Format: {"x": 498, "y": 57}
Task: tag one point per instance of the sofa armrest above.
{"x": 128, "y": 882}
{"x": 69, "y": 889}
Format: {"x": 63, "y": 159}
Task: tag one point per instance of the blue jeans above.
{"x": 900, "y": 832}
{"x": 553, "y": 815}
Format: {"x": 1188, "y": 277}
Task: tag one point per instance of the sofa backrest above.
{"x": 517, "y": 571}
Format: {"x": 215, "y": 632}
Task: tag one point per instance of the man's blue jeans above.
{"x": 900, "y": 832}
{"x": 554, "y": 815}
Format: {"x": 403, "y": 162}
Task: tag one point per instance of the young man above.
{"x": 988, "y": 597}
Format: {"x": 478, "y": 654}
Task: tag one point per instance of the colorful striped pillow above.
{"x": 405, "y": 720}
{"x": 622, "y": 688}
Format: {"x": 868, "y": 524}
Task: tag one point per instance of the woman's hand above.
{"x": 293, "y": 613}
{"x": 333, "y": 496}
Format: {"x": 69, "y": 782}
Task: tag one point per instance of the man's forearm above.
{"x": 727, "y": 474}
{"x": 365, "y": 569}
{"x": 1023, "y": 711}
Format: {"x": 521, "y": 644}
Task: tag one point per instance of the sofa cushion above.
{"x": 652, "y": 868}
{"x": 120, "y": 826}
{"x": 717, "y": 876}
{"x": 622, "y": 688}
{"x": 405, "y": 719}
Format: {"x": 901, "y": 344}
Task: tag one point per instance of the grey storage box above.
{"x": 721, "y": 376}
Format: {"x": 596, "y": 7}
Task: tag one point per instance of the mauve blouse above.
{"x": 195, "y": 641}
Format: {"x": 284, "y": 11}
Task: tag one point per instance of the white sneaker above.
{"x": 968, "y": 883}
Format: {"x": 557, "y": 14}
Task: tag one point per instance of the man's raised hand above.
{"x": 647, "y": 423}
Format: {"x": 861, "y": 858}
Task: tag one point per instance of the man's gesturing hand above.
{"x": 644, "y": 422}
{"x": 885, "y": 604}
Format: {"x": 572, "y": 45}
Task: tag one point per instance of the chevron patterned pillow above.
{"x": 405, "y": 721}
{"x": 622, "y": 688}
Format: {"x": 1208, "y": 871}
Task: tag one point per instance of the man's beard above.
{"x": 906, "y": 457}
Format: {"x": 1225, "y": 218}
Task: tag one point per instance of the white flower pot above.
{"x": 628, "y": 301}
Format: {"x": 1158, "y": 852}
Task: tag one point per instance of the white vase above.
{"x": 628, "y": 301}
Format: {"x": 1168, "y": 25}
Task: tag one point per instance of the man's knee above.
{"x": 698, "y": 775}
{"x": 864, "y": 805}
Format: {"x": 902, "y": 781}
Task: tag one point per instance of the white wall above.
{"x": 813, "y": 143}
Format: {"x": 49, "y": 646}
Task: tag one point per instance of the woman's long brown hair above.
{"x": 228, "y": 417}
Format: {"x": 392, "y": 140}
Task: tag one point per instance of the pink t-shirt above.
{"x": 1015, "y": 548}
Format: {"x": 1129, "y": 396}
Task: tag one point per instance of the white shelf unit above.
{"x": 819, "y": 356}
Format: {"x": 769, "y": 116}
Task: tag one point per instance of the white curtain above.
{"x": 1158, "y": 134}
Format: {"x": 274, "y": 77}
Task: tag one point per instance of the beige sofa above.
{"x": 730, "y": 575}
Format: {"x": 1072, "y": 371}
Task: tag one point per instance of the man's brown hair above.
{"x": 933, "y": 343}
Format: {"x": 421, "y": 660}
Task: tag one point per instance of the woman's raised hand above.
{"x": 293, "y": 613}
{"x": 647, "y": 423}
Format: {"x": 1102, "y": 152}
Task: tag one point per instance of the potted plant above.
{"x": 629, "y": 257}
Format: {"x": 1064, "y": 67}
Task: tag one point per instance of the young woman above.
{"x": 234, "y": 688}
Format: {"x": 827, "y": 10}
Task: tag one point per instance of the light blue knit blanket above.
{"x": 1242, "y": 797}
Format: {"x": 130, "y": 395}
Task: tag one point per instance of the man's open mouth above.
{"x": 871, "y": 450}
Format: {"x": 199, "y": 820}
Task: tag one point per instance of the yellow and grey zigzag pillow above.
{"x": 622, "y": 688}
....
• INSTRUCTIONS FOR THE TASK:
Can you give every line above again, exactly as written?

• THE ANSWER:
Format: {"x": 498, "y": 57}
Task: tag one point per instance of the sofa armrest above.
{"x": 128, "y": 882}
{"x": 69, "y": 889}
Format: {"x": 63, "y": 159}
Task: tag one point per instance of the blue jeans above.
{"x": 900, "y": 832}
{"x": 553, "y": 815}
Format: {"x": 1188, "y": 277}
Task: tag one point per instance of the sofa backrest above.
{"x": 517, "y": 571}
Format: {"x": 215, "y": 632}
Task: tag one point per instance of the man's blue jeans above.
{"x": 900, "y": 832}
{"x": 554, "y": 815}
Format: {"x": 403, "y": 162}
Task: tag one point per instance of the young man above.
{"x": 988, "y": 597}
Format: {"x": 478, "y": 654}
Task: tag one point per instance of the colorful striped pillow above.
{"x": 405, "y": 720}
{"x": 622, "y": 688}
Format: {"x": 868, "y": 524}
Task: tag one point per instance of the woman's hand above.
{"x": 293, "y": 613}
{"x": 333, "y": 496}
Format: {"x": 69, "y": 782}
Task: tag one point per instance of the man's forearm above.
{"x": 727, "y": 474}
{"x": 365, "y": 569}
{"x": 1023, "y": 711}
Format: {"x": 521, "y": 644}
Task: tag one point per instance of the sofa cushion above.
{"x": 652, "y": 868}
{"x": 120, "y": 826}
{"x": 717, "y": 876}
{"x": 622, "y": 688}
{"x": 405, "y": 719}
Format: {"x": 901, "y": 344}
Task: tag one point per instance of the grey storage box above.
{"x": 721, "y": 376}
Format: {"x": 596, "y": 7}
Task: tag one point per instance of the mauve blouse above.
{"x": 195, "y": 641}
Format: {"x": 284, "y": 11}
Task: tag one point per instance of the white sneaker above.
{"x": 968, "y": 883}
Format: {"x": 557, "y": 14}
Task: tag one point per instance of the man's raised hand above.
{"x": 647, "y": 423}
Format: {"x": 861, "y": 858}
Task: tag one point per instance of the man's gesturing hand above.
{"x": 644, "y": 422}
{"x": 885, "y": 604}
Format: {"x": 572, "y": 45}
Task: tag one point per instance of the chevron patterned pillow above.
{"x": 405, "y": 721}
{"x": 622, "y": 688}
Format: {"x": 1208, "y": 871}
Task: tag one point per instance of the man's beard above.
{"x": 906, "y": 457}
Format: {"x": 1225, "y": 218}
Task: tag one point per instance of the white flower pot above.
{"x": 628, "y": 301}
Format: {"x": 1158, "y": 852}
Task: tag one point per instance of the white vase above.
{"x": 628, "y": 301}
Format: {"x": 1168, "y": 25}
Task: tag one point per instance of the man's knee above.
{"x": 698, "y": 775}
{"x": 864, "y": 805}
Format: {"x": 902, "y": 781}
Task: tag one point per instance of the white wall above.
{"x": 813, "y": 143}
Format: {"x": 49, "y": 646}
Task: tag one point per instance of the woman's long brown hair above.
{"x": 228, "y": 417}
Format: {"x": 392, "y": 140}
Task: tag one point per instance of the pink t-shirt above.
{"x": 1015, "y": 548}
Format: {"x": 1129, "y": 396}
Task: tag one point per instance of the white shelf unit above.
{"x": 819, "y": 356}
Format: {"x": 769, "y": 116}
Task: tag one point per instance of the white curtain above.
{"x": 1158, "y": 134}
Format: {"x": 274, "y": 77}
Task: tag one point per instance of the beige sofa above.
{"x": 730, "y": 575}
Format: {"x": 1072, "y": 371}
Task: tag one point per instance of the man's brown hair above.
{"x": 933, "y": 343}
Format: {"x": 421, "y": 660}
Task: tag one point per instance of the woman's raised hand above.
{"x": 293, "y": 613}
{"x": 647, "y": 423}
Format: {"x": 1102, "y": 152}
Task: tag one point per instance of the potted plant above.
{"x": 629, "y": 257}
Format: {"x": 1064, "y": 67}
Task: tag one point per instance of the young woman above.
{"x": 234, "y": 688}
Format: {"x": 827, "y": 10}
Task: tag one point per instance of the light blue knit blanket above.
{"x": 1242, "y": 797}
Format: {"x": 130, "y": 395}
Task: tag one point per instance of the man's open mouth above.
{"x": 871, "y": 450}
Format: {"x": 199, "y": 820}
Task: tag one point per instance of the yellow and grey zigzag pillow above.
{"x": 622, "y": 688}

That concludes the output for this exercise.